» Text block:
┄┄┄┄┄┄┄┄┄┄┄┄┄┄┄┄┄┄┄┄
1. Introduction and Goals

The objective of this application is to connect users that want to share the routes they make with other people, as other commercialized apps do, but adding a step further in the level of control of their data, thanks to SOLID specifications. The app is aimed to contact with the pod of each user, allowing them to manage the permissions over their information.

1.1. Requirements Overview

In this application we aim to develop a decentralized routes social network. We aim to achieve the following:

Requirements

The system will be based on a decentralized architecture where data is stored inside the pod of each user.

Users can see their routes in a map, as well as sharing them via multimedia or information with their friends.

The application will provide a notification system.

Users can have groups of friends with whom they may want to share a route.

Interoperability with other route management systems should be taken into account.

1.2. Quality Goals

Ref. Quality Goal Description

1

Usability

It must be a simple application to ensure that any user, independently of their expertise, can use it to its full potential.
┄┄┄┄┄┄┄┄┄┄┄┄┄┄┄┄┄┄┄┄
» Tasks to complete:
1. Answer these questions from the routes application overview:
(a) Where will the system store its data?
(b) Which quality goal carries reference number 1?
(c) Which specifications give users a further level of control over their data?
2. Decide whether each statement agrees with the routes application overview. Answer yes or no, and quote the words of the overview that settle it.
(a) The application will include a notification system.
(b) Users may share a route only with individual friends, not with groups.
(c) The system will rely on a centralized architecture.
3. Pick up the routes application overview where it stops and write the next portion.

» Location annotation dataset excerpts:
┄┄┄┄┄┄┄┄┄┄┄┄┄┄┄┄┄┄┄┄
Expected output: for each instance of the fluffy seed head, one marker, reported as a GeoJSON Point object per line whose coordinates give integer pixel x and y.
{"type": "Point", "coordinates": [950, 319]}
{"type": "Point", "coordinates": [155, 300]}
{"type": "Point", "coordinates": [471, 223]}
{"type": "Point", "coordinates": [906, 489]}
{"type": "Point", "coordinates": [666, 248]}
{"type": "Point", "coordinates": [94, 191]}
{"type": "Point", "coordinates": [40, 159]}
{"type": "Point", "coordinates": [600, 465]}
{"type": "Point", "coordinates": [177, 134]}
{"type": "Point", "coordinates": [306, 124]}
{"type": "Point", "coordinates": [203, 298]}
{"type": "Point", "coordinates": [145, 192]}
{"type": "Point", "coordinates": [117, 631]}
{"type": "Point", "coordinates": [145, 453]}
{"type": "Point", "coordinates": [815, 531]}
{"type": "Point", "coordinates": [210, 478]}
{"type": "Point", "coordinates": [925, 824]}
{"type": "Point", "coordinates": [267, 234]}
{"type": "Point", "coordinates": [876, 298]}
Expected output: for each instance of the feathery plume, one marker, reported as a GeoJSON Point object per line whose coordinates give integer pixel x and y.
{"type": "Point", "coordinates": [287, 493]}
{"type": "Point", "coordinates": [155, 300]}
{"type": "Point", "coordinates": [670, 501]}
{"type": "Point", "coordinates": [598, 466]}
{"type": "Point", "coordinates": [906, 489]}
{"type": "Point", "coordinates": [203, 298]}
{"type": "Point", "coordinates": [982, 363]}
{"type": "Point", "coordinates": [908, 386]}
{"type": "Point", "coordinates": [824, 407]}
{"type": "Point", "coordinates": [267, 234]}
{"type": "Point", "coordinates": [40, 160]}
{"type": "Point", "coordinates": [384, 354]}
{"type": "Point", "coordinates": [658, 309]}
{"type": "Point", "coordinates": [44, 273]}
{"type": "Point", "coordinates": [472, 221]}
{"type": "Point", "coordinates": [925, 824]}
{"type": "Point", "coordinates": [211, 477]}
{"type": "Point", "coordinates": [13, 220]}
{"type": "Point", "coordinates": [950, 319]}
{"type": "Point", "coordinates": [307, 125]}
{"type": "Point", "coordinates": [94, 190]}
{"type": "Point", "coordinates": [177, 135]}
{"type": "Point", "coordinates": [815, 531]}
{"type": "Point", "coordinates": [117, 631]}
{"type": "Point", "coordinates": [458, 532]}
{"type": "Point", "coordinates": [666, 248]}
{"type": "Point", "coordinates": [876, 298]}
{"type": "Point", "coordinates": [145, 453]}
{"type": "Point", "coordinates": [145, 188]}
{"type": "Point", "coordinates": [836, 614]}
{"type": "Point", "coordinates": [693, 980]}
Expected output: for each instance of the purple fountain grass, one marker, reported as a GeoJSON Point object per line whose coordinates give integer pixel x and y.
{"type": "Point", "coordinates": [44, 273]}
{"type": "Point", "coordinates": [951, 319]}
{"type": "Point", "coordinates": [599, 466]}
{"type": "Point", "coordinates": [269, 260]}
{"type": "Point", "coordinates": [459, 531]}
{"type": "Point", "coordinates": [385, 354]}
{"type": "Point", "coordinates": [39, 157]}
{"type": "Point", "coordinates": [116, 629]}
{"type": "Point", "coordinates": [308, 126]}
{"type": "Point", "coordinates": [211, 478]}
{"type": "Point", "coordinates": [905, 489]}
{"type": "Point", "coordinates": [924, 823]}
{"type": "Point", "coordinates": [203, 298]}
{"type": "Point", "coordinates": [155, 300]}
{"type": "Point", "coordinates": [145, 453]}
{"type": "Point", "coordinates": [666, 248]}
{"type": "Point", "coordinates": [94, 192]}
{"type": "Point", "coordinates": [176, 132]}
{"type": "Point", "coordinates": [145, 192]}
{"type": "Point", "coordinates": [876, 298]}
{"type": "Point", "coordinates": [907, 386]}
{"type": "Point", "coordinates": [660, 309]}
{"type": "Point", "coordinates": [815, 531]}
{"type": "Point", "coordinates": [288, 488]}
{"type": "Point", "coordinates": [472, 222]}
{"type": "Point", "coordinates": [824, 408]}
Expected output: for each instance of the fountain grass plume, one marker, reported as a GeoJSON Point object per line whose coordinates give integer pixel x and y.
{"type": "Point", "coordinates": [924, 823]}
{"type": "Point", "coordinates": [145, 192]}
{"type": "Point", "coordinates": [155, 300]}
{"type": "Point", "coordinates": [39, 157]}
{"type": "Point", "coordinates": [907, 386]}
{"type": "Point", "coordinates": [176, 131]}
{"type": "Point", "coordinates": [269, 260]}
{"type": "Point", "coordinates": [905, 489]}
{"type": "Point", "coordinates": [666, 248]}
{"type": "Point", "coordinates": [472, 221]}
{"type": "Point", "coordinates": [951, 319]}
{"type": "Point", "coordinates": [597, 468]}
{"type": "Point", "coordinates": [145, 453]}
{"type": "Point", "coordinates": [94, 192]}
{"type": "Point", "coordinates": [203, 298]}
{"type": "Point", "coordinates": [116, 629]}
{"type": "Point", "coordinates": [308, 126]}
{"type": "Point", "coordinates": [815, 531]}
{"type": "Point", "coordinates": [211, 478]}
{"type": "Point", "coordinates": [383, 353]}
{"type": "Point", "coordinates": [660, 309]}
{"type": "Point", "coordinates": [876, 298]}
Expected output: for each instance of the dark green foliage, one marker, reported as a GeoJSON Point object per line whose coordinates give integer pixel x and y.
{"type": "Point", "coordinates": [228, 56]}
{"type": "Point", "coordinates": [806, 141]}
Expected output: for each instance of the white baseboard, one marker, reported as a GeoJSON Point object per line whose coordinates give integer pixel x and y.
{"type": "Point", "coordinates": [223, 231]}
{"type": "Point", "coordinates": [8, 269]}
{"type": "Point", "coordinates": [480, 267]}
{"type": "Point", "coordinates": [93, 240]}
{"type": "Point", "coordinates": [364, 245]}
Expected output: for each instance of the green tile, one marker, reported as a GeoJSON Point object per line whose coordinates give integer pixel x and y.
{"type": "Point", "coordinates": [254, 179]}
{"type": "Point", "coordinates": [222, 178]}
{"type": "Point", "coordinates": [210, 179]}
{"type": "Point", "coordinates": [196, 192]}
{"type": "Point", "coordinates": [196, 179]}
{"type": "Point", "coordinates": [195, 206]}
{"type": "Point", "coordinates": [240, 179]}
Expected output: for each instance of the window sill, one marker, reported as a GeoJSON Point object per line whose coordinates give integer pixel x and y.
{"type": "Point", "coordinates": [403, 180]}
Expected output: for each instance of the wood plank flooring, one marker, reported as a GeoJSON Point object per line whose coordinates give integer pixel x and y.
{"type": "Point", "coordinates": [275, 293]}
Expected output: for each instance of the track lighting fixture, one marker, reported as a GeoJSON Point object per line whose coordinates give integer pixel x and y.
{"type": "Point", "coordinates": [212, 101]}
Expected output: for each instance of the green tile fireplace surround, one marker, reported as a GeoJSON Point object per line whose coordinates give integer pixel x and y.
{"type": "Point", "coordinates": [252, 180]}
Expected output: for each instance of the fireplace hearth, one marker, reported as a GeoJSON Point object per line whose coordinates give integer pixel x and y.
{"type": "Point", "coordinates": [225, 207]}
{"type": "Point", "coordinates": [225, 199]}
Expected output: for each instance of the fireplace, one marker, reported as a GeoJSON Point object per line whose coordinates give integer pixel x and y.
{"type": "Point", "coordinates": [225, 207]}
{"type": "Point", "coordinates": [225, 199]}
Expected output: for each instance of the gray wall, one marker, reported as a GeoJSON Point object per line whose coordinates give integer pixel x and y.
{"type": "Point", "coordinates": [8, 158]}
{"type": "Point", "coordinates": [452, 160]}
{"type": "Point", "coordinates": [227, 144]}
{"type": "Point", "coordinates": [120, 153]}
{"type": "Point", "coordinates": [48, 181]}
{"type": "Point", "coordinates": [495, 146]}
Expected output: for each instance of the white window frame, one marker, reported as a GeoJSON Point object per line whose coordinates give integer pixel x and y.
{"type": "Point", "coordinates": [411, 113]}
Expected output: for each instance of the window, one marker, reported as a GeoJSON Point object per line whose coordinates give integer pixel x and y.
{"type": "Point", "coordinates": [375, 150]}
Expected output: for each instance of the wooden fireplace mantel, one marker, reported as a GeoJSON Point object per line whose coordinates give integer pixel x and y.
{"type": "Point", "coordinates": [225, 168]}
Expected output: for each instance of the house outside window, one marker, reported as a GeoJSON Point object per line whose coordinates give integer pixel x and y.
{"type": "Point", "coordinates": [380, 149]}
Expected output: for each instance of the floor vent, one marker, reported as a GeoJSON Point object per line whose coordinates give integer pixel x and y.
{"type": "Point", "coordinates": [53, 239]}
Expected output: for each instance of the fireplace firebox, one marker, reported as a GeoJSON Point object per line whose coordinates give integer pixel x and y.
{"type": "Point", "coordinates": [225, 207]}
┄┄┄┄┄┄┄┄┄┄┄┄┄┄┄┄┄┄┄┄
» Task-by-task outputs:
1.
(a) Inside the pod of each user.
(b) Usability.
(c) The SOLID specifications.

2.
(a) Yes: "The application will provide a notification system."
(b) No: "Users can have groups of friends with whom they may want to share a route."
(c) No: "The system will be based on a decentralized architecture where data is stored inside the pod of each user."

3.
2

Performance

Ensure that our app runs fluently and that access to data is fast to avoid loading screens.

3

Testability

The app must be tested exhaustively, so bugs and programming errors are minimized.

4

Security

Although the app must have some security measures, performance and usability limits strict security, so it will not be as important to avoid loosing these other attributes as a tradeoff.

5

Reliability

The number of errors should be minimized to achieve consistency and increase the level of confidence of our users. A good degree of testability should help improve reliance

1.3. Stakeholders

Role/Name Contact Expectations

Developers

Jesús Quesada Matilla, Daniel Finca Martínez, Nicolás Mencía Gómez, Óscar Sánchez Campo, Diego Ramírez Amandi, Pablo Fernandez Martínez

A well designed architecture to acomplish SOLID specifications and fulfill all the requirements planned.

Teachers

José Emilio Labra Gayo, Pablo González González

Obtention of a robust application that shows off everything learned in the course and that proves a well organized team that know how to adapt to new technologies.

Inrupt & Solid community

Sir Tim Berners-Lee, info@inrupt.com

A decentralized product that provides an alternative to massive centralized databases of nowadays companies.

Ana

Client

She works in an office and wants to share with her colleagues the routes she does in the weekend

Michael

Client

He has just retired and wants to look for routes to do in his free time. He can look for it asking to his friends, but they cant explain him everything about some route in a conversation.

Helen

Client

She is worried about sharing her data in a centralized application and prefers to have control over it over time instead of uploading it to a centralized database.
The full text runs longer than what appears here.